Given instruction ::
Can you reproduce all of the data below word for word, leaving the pictures out of your copy?
☆ ☆ ☆ ☆ ☆
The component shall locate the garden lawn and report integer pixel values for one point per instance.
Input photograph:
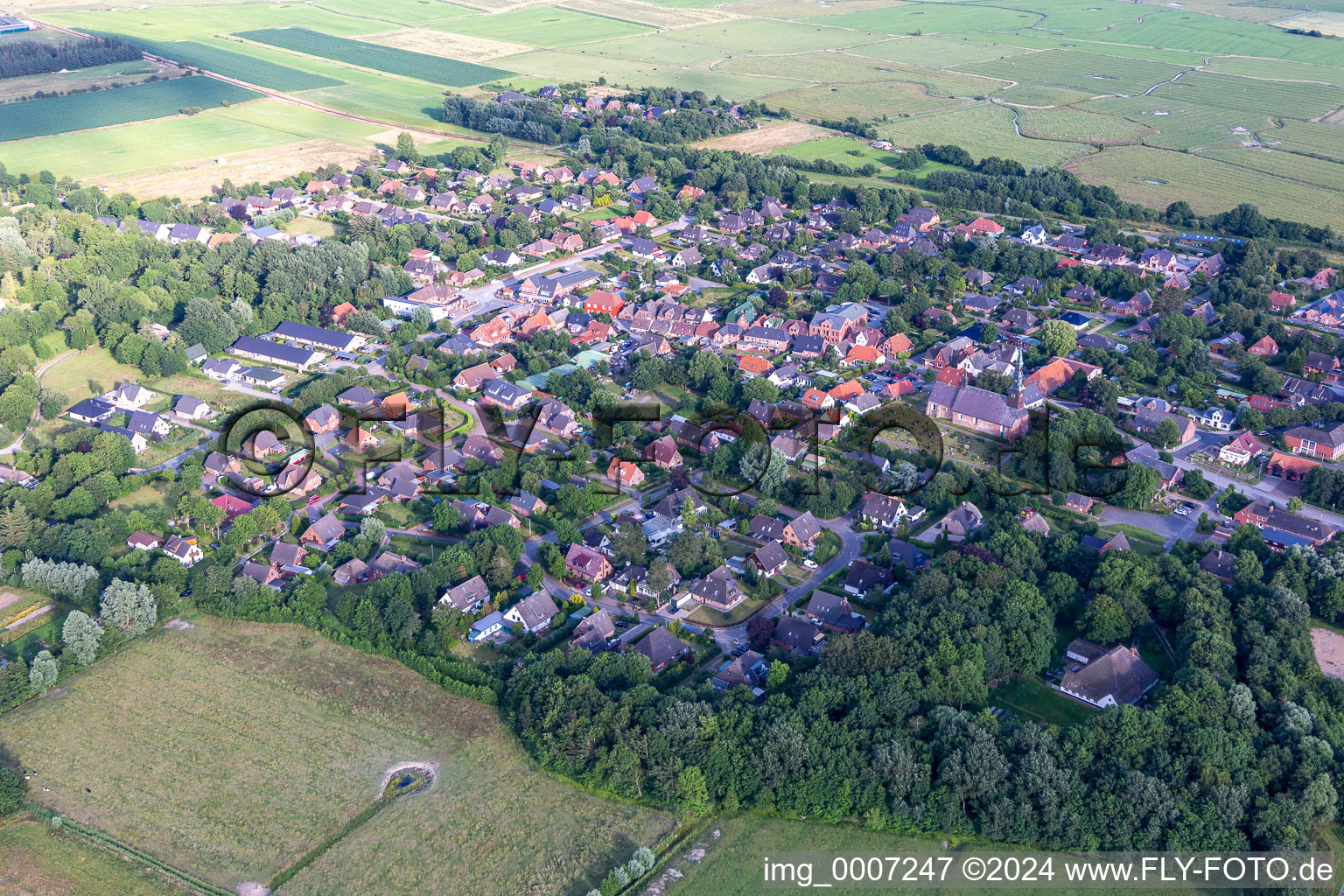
(1038, 702)
(237, 747)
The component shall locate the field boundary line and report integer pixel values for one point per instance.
(102, 840)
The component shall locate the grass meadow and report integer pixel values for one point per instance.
(242, 67)
(390, 60)
(1082, 74)
(1156, 176)
(231, 750)
(37, 863)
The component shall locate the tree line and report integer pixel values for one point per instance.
(40, 57)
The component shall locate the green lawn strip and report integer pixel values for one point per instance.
(1135, 532)
(1037, 699)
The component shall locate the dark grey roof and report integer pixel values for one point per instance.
(864, 577)
(660, 647)
(283, 354)
(805, 527)
(318, 336)
(766, 528)
(770, 555)
(975, 402)
(906, 554)
(1120, 675)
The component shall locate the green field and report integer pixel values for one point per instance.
(1156, 176)
(238, 747)
(183, 141)
(235, 65)
(541, 27)
(735, 848)
(1080, 73)
(371, 55)
(102, 108)
(32, 861)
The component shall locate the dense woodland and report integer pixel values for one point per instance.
(1236, 752)
(694, 117)
(43, 57)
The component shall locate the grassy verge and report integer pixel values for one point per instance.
(1037, 700)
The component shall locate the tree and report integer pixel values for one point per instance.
(374, 529)
(43, 672)
(760, 632)
(1058, 338)
(1105, 621)
(80, 635)
(12, 788)
(629, 542)
(130, 607)
(692, 795)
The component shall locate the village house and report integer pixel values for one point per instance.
(718, 590)
(584, 564)
(1105, 677)
(660, 645)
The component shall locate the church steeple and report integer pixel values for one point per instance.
(1018, 394)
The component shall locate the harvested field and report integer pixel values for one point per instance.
(767, 137)
(390, 60)
(436, 43)
(270, 738)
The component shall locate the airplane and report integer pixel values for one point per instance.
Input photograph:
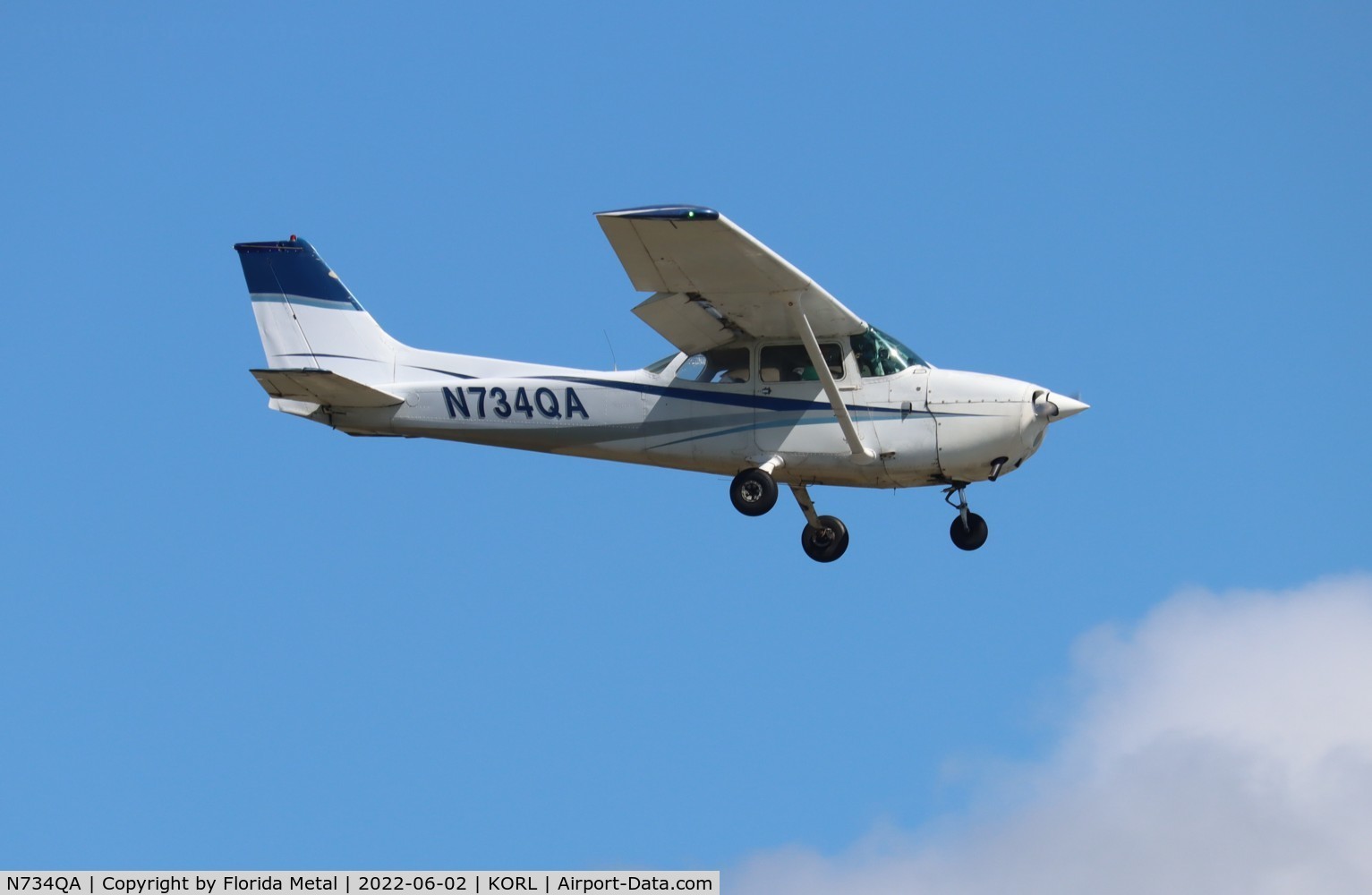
(772, 379)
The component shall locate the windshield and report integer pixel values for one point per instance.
(880, 354)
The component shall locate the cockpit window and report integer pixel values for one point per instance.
(880, 354)
(656, 367)
(722, 365)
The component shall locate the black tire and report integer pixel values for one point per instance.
(826, 542)
(972, 535)
(754, 491)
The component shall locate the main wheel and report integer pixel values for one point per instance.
(972, 535)
(826, 542)
(754, 491)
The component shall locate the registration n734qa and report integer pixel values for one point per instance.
(774, 380)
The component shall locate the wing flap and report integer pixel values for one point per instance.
(321, 388)
(716, 277)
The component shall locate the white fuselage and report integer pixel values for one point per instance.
(926, 426)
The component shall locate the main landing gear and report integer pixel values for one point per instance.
(823, 538)
(967, 530)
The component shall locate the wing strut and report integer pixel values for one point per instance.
(862, 455)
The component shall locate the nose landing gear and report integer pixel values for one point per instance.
(823, 538)
(967, 530)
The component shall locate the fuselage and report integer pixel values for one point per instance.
(926, 426)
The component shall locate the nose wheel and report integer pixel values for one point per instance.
(967, 529)
(823, 538)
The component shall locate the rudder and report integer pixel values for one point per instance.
(308, 319)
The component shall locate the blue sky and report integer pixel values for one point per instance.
(237, 640)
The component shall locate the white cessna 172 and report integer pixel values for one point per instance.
(774, 379)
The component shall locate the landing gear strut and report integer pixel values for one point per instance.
(967, 530)
(823, 538)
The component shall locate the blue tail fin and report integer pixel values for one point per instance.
(308, 319)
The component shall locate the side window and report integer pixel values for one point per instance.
(790, 362)
(720, 365)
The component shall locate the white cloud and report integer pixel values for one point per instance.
(1222, 746)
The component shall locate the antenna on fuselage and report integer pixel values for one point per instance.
(614, 360)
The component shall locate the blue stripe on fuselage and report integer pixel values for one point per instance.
(335, 303)
(757, 403)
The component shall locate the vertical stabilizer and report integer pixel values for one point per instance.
(308, 319)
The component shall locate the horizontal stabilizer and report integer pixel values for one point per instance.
(323, 388)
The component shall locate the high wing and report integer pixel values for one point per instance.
(713, 282)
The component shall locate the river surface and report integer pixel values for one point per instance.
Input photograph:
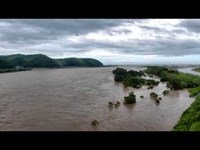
(69, 99)
(189, 70)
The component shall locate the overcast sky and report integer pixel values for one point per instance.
(112, 41)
☆ ☆ ☆ ☆ ☆
Result below ::
The component shall locate the garden lawn and report integer pixel values for one point per instance.
Input photograph:
(1038, 702)
(237, 747)
The component shall locate the field boundary line and report integer pixel values for one point per instance.
(102, 840)
The component shall locate the grass meadow and report integer pixel values for one point per instance.
(242, 67)
(390, 60)
(1082, 74)
(1156, 176)
(231, 750)
(37, 863)
The component shall locate the tree line and report integer pixel values for one point per instance.
(40, 57)
The component shall locate the green lawn strip and report integer pixel values for one point per instance.
(1135, 532)
(1037, 699)
The component shall locate the dark grey roof and report integer pixel values for one point per instance.
(864, 577)
(660, 647)
(283, 354)
(805, 527)
(318, 336)
(766, 528)
(770, 555)
(975, 402)
(906, 554)
(1120, 675)
The component shall locate the green field and report integer pixel values for one point per instance.
(1156, 176)
(238, 747)
(183, 141)
(235, 65)
(541, 27)
(735, 848)
(1080, 73)
(371, 55)
(102, 108)
(32, 861)
The component shall locate the dense woodland and report integer pixel values for one point per instance.
(1236, 752)
(694, 117)
(43, 57)
The component shall locate the grassy verge and report integer pixel values for one point per instance.
(1037, 700)
The component shall locate the tree and report integer pixel values for one point per instance.
(374, 529)
(43, 672)
(760, 632)
(1058, 338)
(1105, 621)
(80, 635)
(12, 788)
(629, 542)
(130, 607)
(692, 795)
The component shall locate the village house and report integer pixel values for one point per instance.
(718, 590)
(584, 564)
(1105, 677)
(660, 645)
The component shall locate the church steeple and report integer pixel values for one point per instance.
(1018, 394)
The component shall locate the harvested field and report integer pixel values for one point per instance.
(767, 137)
(390, 60)
(436, 43)
(270, 738)
The component shall locate the airplane and report integer pixel values for one point per instance.
Input photograph:
(772, 379)
The component shall locate the windshield and report integer pixel values for one point per instance.
(880, 354)
The component shall locate the cockpit window and report integer pixel values for one point per instance.
(880, 354)
(656, 367)
(722, 365)
The component shall locate the black tire and report integer pixel values for one point per instance.
(826, 542)
(972, 535)
(754, 491)
The component shall locate the main wheel and report integer pixel values for one point per instance.
(972, 535)
(826, 542)
(754, 491)
The component shall locate the registration n734qa and report integer pixel values for one point per instance.
(774, 380)
The component shall locate the wing flap and report integer pixel values for one point per instance.
(321, 388)
(716, 277)
The component shall locate the white fuselage and report integer pixel values for one point per instance.
(926, 426)
The component shall locate the main landing gear and report integer pixel values for one point per instance.
(823, 538)
(967, 530)
The component shall locate the wing strut and report integer pixel values for one point per instance.
(862, 455)
The component shall locate the nose landing gear and report integer pixel values for one point per instance.
(823, 538)
(967, 530)
The component shall locate the fuselage and report integer pixel values for one point per instance.
(926, 426)
The component shall locate the nose wheel and report integer pixel values for one point per instance.
(967, 529)
(823, 538)
The component shall locate the rudder and report integer pixel values for one point per instance.
(308, 319)
The component shall locate the blue sky and report integer pixel values for one point per instance.
(237, 640)
The component shall locate the white cessna 172 and report integer pixel values for one point per instance.
(774, 379)
The component shall locate the landing gear strut and report integer pixel values for one point per instance.
(967, 530)
(823, 538)
The component shall locate the blue tail fin and report integer pixel values for one point per instance.
(308, 319)
The component shall locate the side window and report integer pixel values for one point per instance.
(790, 362)
(720, 365)
The component shall locate the white cloud and report integer pixel values for one point per instance.
(1222, 746)
The component shall locate the antenna on fuselage and report integer pixel values for one point per instance.
(614, 360)
The component shall locate the blue stripe on fuselage and report integer pixel values for one point per instance.
(335, 303)
(757, 403)
The component shall locate the vertical stabilizer and report integer pixel values for one point per instance.
(308, 319)
The component shall locate the horizontal stabilizer and report integer pixel values for one point per instance.
(323, 388)
The component shall locate the high wing and report integer pixel values for one point per instance.
(713, 282)
The component shall locate the river surface and report integer pixel values for one point per instance.
Input photograph:
(69, 99)
(189, 70)
The component shall locate the overcast sky and report integer pixel values for one point per instance.
(112, 41)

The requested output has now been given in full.